[Short problem]
Set down verbatim the part of the material below that opens with the line containing "Note to the class: locate the exposed" and closes with the line containing "<point>102,173</point>", including both of those lines.

----- Source material -----

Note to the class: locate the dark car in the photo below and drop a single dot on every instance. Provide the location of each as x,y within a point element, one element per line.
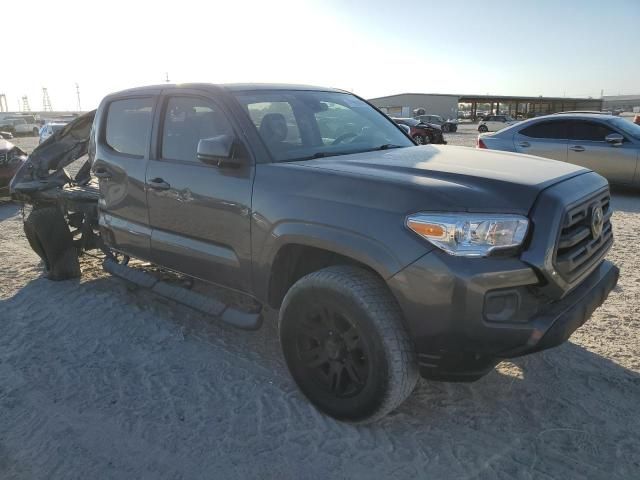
<point>422,133</point>
<point>11,158</point>
<point>381,260</point>
<point>445,125</point>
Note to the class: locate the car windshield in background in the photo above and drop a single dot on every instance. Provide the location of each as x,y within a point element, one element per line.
<point>302,124</point>
<point>626,127</point>
<point>412,122</point>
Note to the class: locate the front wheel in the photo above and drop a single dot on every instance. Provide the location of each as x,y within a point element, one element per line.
<point>345,345</point>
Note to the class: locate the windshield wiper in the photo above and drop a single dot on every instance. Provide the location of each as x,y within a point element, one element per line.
<point>387,146</point>
<point>317,155</point>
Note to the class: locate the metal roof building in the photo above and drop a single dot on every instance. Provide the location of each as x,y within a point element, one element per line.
<point>628,103</point>
<point>446,105</point>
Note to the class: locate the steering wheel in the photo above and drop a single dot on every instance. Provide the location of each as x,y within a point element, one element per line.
<point>343,137</point>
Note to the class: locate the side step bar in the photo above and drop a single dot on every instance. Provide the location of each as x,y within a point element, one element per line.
<point>195,300</point>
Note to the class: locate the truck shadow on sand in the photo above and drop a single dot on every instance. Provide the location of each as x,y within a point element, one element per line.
<point>153,373</point>
<point>626,199</point>
<point>8,209</point>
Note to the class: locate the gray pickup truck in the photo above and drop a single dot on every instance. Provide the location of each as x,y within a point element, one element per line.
<point>384,260</point>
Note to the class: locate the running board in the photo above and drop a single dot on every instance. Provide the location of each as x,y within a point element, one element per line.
<point>195,300</point>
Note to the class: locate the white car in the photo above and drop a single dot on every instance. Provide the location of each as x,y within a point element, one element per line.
<point>493,123</point>
<point>49,129</point>
<point>19,126</point>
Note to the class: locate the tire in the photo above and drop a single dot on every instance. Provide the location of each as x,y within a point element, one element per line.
<point>345,345</point>
<point>49,236</point>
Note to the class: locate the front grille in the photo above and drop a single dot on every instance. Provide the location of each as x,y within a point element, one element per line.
<point>578,250</point>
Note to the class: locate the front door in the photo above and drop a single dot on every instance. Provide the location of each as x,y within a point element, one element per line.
<point>588,148</point>
<point>199,213</point>
<point>546,139</point>
<point>123,129</point>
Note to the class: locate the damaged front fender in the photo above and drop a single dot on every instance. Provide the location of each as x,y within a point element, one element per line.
<point>43,173</point>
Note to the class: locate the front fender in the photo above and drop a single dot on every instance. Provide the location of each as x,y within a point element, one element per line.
<point>366,250</point>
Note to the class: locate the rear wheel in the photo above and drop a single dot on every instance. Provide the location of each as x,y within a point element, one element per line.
<point>344,343</point>
<point>49,236</point>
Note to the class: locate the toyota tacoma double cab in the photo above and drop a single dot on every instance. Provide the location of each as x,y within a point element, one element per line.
<point>383,260</point>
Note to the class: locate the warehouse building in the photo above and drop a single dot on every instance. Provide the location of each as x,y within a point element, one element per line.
<point>404,104</point>
<point>626,103</point>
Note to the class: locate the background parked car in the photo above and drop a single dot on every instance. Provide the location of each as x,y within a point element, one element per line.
<point>606,144</point>
<point>422,132</point>
<point>49,129</point>
<point>11,158</point>
<point>19,126</point>
<point>445,125</point>
<point>493,123</point>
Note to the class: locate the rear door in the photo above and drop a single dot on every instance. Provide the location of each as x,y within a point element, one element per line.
<point>546,139</point>
<point>588,148</point>
<point>123,132</point>
<point>199,213</point>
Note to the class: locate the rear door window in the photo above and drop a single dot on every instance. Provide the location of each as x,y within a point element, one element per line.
<point>188,120</point>
<point>550,130</point>
<point>589,131</point>
<point>129,125</point>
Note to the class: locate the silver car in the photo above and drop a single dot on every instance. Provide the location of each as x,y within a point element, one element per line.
<point>606,144</point>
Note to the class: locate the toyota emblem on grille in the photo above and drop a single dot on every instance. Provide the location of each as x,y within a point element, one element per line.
<point>597,221</point>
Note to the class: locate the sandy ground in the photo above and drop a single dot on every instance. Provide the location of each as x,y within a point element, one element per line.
<point>97,381</point>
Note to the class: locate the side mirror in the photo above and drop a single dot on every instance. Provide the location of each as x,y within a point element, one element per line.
<point>218,151</point>
<point>614,139</point>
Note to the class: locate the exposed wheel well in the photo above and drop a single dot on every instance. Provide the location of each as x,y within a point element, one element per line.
<point>294,261</point>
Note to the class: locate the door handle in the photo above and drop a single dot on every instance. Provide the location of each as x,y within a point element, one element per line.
<point>159,184</point>
<point>102,173</point>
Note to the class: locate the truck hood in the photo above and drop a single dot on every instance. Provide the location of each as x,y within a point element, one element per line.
<point>449,178</point>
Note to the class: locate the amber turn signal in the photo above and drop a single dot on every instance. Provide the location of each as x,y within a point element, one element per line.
<point>429,230</point>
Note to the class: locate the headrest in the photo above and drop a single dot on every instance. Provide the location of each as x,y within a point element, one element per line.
<point>273,127</point>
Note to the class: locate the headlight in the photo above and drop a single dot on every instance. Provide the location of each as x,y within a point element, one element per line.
<point>470,234</point>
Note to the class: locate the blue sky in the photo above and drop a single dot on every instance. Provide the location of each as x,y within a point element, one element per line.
<point>374,47</point>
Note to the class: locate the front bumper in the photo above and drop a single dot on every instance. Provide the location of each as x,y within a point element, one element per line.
<point>457,337</point>
<point>465,314</point>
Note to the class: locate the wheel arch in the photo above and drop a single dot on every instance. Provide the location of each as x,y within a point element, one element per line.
<point>300,249</point>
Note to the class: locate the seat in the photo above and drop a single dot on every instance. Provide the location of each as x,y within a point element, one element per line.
<point>274,130</point>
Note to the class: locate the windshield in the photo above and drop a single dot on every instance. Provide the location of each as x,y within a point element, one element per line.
<point>301,125</point>
<point>627,127</point>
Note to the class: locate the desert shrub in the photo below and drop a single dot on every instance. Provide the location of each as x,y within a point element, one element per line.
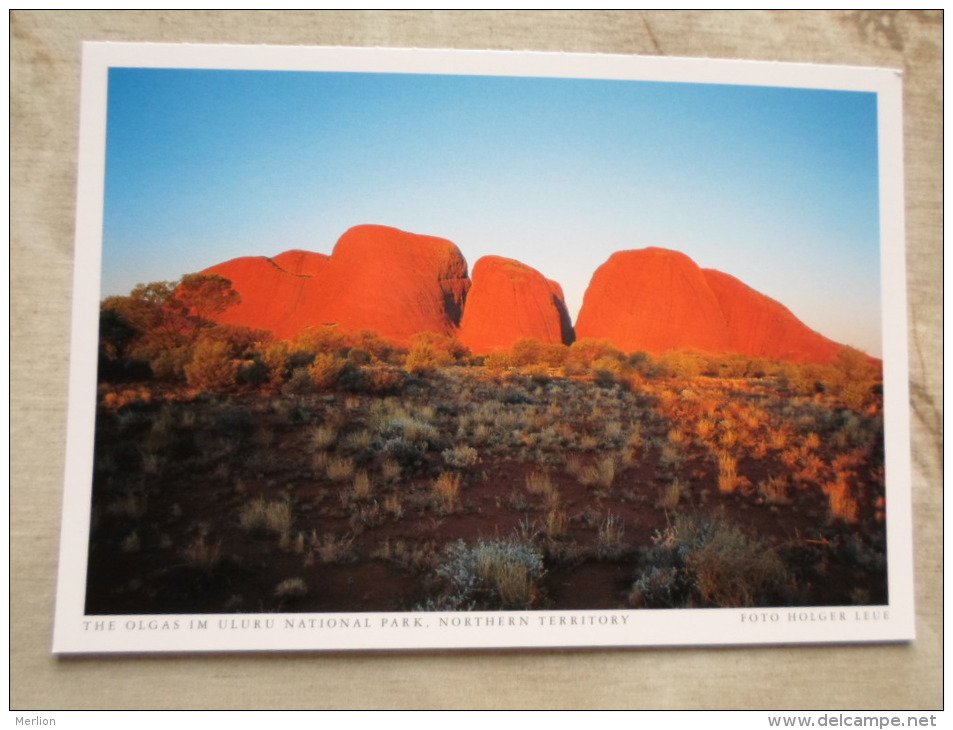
<point>424,360</point>
<point>333,548</point>
<point>489,575</point>
<point>643,364</point>
<point>375,345</point>
<point>340,469</point>
<point>446,490</point>
<point>586,351</point>
<point>701,562</point>
<point>261,514</point>
<point>531,351</point>
<point>496,361</point>
<point>275,357</point>
<point>681,364</point>
<point>609,542</point>
<point>728,480</point>
<point>382,381</point>
<point>252,372</point>
<point>202,553</point>
<point>328,340</point>
<point>406,453</point>
<point>170,364</point>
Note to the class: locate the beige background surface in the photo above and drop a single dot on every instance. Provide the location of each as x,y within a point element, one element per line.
<point>45,55</point>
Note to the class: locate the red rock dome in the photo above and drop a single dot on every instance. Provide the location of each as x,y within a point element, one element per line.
<point>762,327</point>
<point>656,300</point>
<point>377,278</point>
<point>653,300</point>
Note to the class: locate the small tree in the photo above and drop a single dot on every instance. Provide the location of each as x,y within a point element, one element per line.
<point>212,367</point>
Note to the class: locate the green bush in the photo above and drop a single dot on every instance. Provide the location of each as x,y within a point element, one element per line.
<point>212,367</point>
<point>490,575</point>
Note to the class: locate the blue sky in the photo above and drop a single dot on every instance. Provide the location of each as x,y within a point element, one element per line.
<point>777,187</point>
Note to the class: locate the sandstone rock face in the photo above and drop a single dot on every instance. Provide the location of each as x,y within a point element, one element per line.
<point>303,263</point>
<point>762,327</point>
<point>377,278</point>
<point>656,300</point>
<point>510,301</point>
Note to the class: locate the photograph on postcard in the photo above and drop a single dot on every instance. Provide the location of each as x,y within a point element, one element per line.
<point>441,341</point>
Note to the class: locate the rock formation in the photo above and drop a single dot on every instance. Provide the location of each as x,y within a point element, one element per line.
<point>510,301</point>
<point>377,278</point>
<point>655,300</point>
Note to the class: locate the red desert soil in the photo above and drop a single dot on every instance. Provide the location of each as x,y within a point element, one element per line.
<point>510,301</point>
<point>654,300</point>
<point>377,278</point>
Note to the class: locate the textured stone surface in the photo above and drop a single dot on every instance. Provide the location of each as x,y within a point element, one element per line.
<point>377,278</point>
<point>44,61</point>
<point>510,301</point>
<point>655,300</point>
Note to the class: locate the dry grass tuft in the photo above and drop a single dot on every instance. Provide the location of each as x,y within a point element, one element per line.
<point>446,489</point>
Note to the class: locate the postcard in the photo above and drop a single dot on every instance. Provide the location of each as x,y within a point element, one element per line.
<point>417,349</point>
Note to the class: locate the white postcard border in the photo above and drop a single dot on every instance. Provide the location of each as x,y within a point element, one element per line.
<point>78,633</point>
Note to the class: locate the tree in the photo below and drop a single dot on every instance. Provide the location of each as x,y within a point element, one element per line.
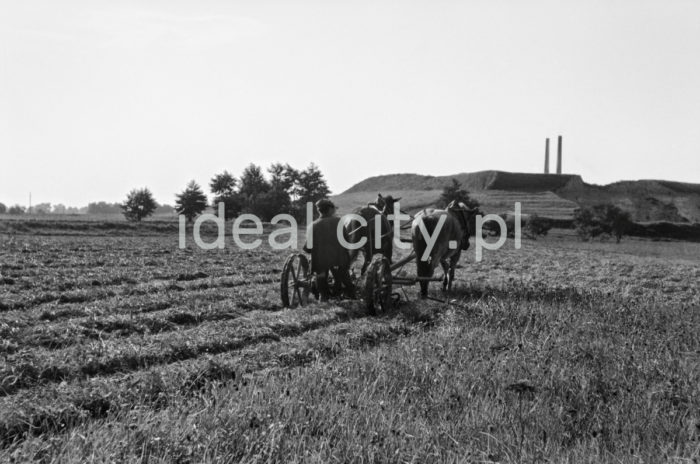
<point>42,208</point>
<point>282,177</point>
<point>310,186</point>
<point>223,186</point>
<point>455,192</point>
<point>139,204</point>
<point>600,220</point>
<point>252,183</point>
<point>191,202</point>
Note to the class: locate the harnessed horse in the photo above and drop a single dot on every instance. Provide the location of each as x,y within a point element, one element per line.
<point>452,238</point>
<point>375,217</point>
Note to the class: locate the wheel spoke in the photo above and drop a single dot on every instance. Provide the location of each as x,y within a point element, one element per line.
<point>298,273</point>
<point>294,274</point>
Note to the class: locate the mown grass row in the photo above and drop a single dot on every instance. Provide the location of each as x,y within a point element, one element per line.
<point>26,369</point>
<point>28,302</point>
<point>494,380</point>
<point>53,409</point>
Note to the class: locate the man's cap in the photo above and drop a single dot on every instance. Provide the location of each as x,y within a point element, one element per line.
<point>324,205</point>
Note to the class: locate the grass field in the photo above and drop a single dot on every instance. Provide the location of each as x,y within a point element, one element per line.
<point>124,348</point>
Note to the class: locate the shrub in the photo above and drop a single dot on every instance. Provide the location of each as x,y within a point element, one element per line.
<point>602,220</point>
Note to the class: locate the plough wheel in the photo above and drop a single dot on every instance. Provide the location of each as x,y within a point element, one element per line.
<point>378,285</point>
<point>295,284</point>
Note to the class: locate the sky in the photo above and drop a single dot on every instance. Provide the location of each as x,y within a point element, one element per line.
<point>100,97</point>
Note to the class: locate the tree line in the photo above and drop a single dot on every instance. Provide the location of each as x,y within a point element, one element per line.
<point>281,190</point>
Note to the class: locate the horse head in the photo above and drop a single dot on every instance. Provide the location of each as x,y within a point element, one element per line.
<point>385,204</point>
<point>463,213</point>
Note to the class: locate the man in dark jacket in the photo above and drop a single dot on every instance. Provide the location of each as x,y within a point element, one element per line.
<point>327,253</point>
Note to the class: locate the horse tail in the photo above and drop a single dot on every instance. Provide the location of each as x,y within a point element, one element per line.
<point>424,268</point>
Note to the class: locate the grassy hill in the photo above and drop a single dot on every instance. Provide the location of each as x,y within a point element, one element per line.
<point>548,195</point>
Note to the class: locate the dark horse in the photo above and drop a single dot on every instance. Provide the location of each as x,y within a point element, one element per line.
<point>452,238</point>
<point>375,215</point>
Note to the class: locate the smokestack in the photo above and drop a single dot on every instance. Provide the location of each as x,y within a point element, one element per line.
<point>559,156</point>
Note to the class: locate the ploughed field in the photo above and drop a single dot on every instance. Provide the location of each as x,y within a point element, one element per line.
<point>119,349</point>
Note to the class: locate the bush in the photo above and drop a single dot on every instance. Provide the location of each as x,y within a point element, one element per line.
<point>16,209</point>
<point>537,226</point>
<point>139,204</point>
<point>455,192</point>
<point>601,221</point>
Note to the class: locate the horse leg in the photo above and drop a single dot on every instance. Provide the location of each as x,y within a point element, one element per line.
<point>445,270</point>
<point>453,266</point>
<point>423,289</point>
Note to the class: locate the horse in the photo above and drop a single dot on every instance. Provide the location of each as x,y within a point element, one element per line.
<point>452,239</point>
<point>375,215</point>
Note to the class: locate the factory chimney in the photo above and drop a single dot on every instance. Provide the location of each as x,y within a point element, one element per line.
<point>559,156</point>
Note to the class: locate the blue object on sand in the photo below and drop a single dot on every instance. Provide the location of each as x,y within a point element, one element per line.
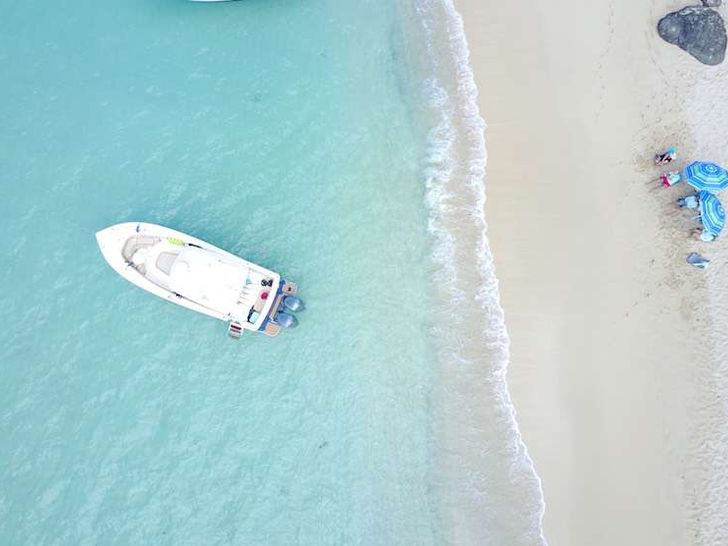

-----

[Solution for this task]
Note to the class: locate the exposed wheel well in the photo above and drop a single dot on every instance. Provide the location of each as x,y within a point element, one element per line.
<point>294,261</point>
Note to the class: locate the door handle in the photo above and drop a single dot on every instance. Provide the location of each as x,y within a point element, one element per line.
<point>159,184</point>
<point>102,173</point>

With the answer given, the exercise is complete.